Task directions
In the entries below, how many lines contain the string "roof" with matching case? Reply with the number alone.

Point annotation dataset records
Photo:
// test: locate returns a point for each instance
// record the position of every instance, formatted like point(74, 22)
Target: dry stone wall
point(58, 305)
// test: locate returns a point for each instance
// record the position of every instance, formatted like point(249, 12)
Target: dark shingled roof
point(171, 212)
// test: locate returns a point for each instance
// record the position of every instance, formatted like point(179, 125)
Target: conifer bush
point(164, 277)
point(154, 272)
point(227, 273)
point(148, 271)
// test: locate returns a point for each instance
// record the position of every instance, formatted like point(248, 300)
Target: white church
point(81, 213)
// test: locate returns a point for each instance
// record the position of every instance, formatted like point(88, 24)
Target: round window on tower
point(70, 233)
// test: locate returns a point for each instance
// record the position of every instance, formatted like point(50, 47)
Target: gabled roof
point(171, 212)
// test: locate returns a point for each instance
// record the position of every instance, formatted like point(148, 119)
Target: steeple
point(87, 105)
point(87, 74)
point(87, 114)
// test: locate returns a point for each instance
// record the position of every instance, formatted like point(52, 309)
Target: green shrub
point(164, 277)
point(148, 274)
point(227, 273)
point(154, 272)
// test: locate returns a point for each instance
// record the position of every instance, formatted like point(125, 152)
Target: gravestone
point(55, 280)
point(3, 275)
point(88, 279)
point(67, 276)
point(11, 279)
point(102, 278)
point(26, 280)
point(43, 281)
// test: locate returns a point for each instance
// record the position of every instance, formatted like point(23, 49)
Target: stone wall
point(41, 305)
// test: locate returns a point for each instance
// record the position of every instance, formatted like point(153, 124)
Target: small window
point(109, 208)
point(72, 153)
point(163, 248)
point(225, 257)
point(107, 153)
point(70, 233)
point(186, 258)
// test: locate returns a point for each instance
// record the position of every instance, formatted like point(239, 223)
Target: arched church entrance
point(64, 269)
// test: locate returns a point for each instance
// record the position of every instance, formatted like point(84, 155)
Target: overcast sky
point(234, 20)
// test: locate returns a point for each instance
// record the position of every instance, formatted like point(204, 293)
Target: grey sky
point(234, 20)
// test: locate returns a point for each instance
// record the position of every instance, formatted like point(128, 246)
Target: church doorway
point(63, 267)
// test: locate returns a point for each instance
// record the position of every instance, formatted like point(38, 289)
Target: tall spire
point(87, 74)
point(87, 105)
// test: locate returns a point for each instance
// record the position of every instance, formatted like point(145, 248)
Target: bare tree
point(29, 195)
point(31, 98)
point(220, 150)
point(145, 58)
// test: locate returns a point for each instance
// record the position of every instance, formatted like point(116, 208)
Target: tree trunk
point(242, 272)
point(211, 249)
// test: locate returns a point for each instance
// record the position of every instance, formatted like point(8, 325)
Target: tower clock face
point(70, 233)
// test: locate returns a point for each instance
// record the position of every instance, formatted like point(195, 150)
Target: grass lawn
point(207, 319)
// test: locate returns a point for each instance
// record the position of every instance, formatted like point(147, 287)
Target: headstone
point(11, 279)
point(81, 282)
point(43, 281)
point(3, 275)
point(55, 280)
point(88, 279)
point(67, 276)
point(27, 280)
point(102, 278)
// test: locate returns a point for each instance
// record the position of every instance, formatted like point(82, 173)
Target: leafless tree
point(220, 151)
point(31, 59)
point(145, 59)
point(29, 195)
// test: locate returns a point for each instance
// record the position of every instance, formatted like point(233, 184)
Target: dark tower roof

Complete output
3